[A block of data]
◆ ◆ ◆ ◆ ◆

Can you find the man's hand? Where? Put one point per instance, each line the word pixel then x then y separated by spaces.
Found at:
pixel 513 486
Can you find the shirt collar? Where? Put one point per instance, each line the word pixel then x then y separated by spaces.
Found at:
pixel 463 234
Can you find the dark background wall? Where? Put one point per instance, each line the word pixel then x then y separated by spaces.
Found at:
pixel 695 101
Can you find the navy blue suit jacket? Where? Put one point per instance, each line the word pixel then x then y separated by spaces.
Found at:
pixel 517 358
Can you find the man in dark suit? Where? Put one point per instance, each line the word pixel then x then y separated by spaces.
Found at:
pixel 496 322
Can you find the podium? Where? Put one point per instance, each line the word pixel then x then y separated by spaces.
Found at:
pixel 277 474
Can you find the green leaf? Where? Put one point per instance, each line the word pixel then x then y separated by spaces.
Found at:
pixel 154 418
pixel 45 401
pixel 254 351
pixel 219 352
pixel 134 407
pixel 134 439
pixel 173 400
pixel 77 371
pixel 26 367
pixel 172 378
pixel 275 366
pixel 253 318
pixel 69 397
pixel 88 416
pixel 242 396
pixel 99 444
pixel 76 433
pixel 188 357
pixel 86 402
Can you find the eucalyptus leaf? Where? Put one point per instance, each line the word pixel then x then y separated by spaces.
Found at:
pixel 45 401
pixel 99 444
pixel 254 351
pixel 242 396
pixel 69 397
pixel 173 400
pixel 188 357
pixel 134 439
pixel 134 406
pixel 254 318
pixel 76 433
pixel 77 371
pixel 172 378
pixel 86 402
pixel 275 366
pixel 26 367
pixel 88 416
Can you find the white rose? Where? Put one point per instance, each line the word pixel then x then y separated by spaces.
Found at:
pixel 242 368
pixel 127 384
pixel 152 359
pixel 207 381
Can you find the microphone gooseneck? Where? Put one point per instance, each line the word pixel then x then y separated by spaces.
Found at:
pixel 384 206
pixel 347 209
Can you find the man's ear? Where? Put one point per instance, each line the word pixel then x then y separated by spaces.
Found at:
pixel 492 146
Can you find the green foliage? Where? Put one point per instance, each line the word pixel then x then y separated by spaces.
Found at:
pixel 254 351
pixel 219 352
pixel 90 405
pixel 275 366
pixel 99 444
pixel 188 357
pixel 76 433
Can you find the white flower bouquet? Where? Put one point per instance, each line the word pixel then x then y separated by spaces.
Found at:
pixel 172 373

◆ ◆ ◆ ◆ ◆

▸ SET TASK
Could you lay out the items above as a two-column CSV with the headers item_text and answer, one row per item? Put each item's wording and its answer in their own quoted fields, and turn any line breaks inside them into spaces.

▸ COMPLETE OUTPUT
item_text,answer
"Can you find the man's hand? Where? Put one point per instance, each line the word pixel then x then y separated by spaces. Found at:","pixel 513 486"
"Can you find the shirt collar? Where? Put one point per instance, each line the word pixel then x then y separated by spaces. Found at:","pixel 463 234"
"Can you find the dark background wall? Where? Put one point per instance, each line the word pixel then x then y separated by spaces. Found at:","pixel 695 101"
"Can you find the navy blue suit jacket? Where? Put one point per instance, each line the word pixel then x then y separated by spaces. Found at:","pixel 517 358"
"Can you find the man in dark suit? Where? Put one point per instance, each line the word pixel then x then y separated by spaces. Found at:","pixel 496 322"
"Can you find the podium? Where? Put one point per instance, each line the word pixel then x then y separated by spaces. Found at:","pixel 277 474"
"Can you find the green leaf? Where? Put one point per instance, each line the word pixel then x then y separated by spaces. Found at:","pixel 154 418 pixel 45 401 pixel 254 351 pixel 219 352 pixel 134 407 pixel 134 439 pixel 173 400 pixel 77 371 pixel 26 367 pixel 172 378 pixel 275 366 pixel 253 318 pixel 69 397 pixel 88 416 pixel 242 396 pixel 99 444 pixel 76 433 pixel 188 357 pixel 86 402"
"Can you find the eucalyptus leaf? Where? Put one point per instance, each line the word pixel then x then y separated by spaces. Found at:","pixel 45 401 pixel 99 444 pixel 254 351 pixel 242 396 pixel 69 397 pixel 173 400 pixel 188 357 pixel 134 439 pixel 134 406 pixel 254 318 pixel 76 433 pixel 77 371 pixel 172 378 pixel 86 402 pixel 275 366 pixel 26 367 pixel 88 416"
"Can you find the white rose? Where? Put one point per instance, each line the word pixel then x then y separated by spaces. Found at:","pixel 242 368 pixel 127 384 pixel 152 359 pixel 207 381"
"Can you find the microphone gooseneck? Where? Put one point per instance, each line the word pixel then x then y separated by spaces. Found at:","pixel 384 206 pixel 347 209"
"Can you find the man's ear? Where? Put one point per instance, each line the word pixel then x then y separated by spaces. Found at:","pixel 492 146"
"Can you find the green foliage? Where? Put one point per instance, each line the word pixel then x then y separated by spaces. Found at:","pixel 254 351 pixel 219 352 pixel 90 405 pixel 275 366 pixel 99 444 pixel 188 357 pixel 76 433"
"Can you find the white flower bouquet? Where? Put one point per instance, each line the word pixel then x then y separated by spaces. Found at:","pixel 172 373"